6.7. Summary Table: Use Case Comparison

To illustrate how TFL can be applied across critical power system tasks, Table 8 presents representative use cases, highlighting the specific FL techniques, trust-enhancing features, and their operational impacts in Power CPSs. These cases cover a broad spectrum ranging from forecasting and intrusion detection to real-time control and fault management, thereby reflecting the versatility of TFL in addressing both data-driven prediction and safety-critical operation. By juxtaposing different application domains, the comparison emphasizes how trust mechanisms such as privacy preservation, robustness, explainability, and continual learning can be selectively integrated to meet domain-specific requirements. Moreover, the table underscores that while individual tasks benefit from targeted TFL adaptations, the overarching trend points toward building a cohesive, trustworthy learning ecosystem that balances accuracy, resilience, and compliance in modern power grids.
While Table 8 provides an overview of representative application cases, it does not explicitly connect performance outcomes with trust-enhancing features. Table 9 addresses this gap by linking key application domains with specific FL techniques, performance metrics, and the trust dimensions they strengthen. This mapping highlights both the potential benefits and the practical limitations of applying federated learning in diverse Power CPS tasks.
As seen in Table 9, different application domains emphasize distinct trust features—privacy in forecasting, robustness in intrusion detection, explainability in substation automation—yet none achieve a comprehensive trust guarantee. This fragmentation reveals the need for unified frameworks that balance accuracy, efficiency, and multi-dimensional trust in real-world power systems.

6.7. Insights and Cross-Cutting Observations

Insights from both real-world and simulated deployments reveal several recurring themes that underpin the successful application of Trustworthy Federated Learning in Power CPSs [214,215,216]. First, context-aware trust mechanisms—such as personalized federated learning and explainability—are essential not only for achieving high technical performance but also for gaining user acceptance and operational trust. Second, resilience testing through digital twins and hybrid architectures enables risk-free validation under rare or extreme conditions, thus enhancing the robustness of deployments. Third, providing trust incentives—including transparency, privacy guarantees, and local control over models—plays a pivotal role in sustaining long-term stakeholder engagement, especially in collaborative ecosystems [217]. Lastly, in multi-party settings involving diverse actors such as regional utilities and third-party vendors, adopting a zero-trust assumption is imperative to mitigate insider threats and enforce rigorous verification throughout the learning lifecycle [218,219,220].

[Exercise] Reproduce word for word the part of the passage on trustworthy federated learning starting at "While Table 8" and ending at "Power CPS tasks.".

[Data]
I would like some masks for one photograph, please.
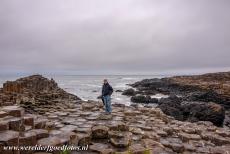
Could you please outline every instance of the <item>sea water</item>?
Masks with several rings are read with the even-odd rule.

[Exercise solution]
While Table 8 provides an overview of representative application cases, it does not explicitly connect performance outcomes with trust-enhancing features. Table 9 addresses this gap by linking key application domains with specific FL techniques, performance metrics, and the trust dimensions they strengthen. This mapping highlights both the potential benefits and the practical limitations of applying federated learning in diverse Power CPS tasks.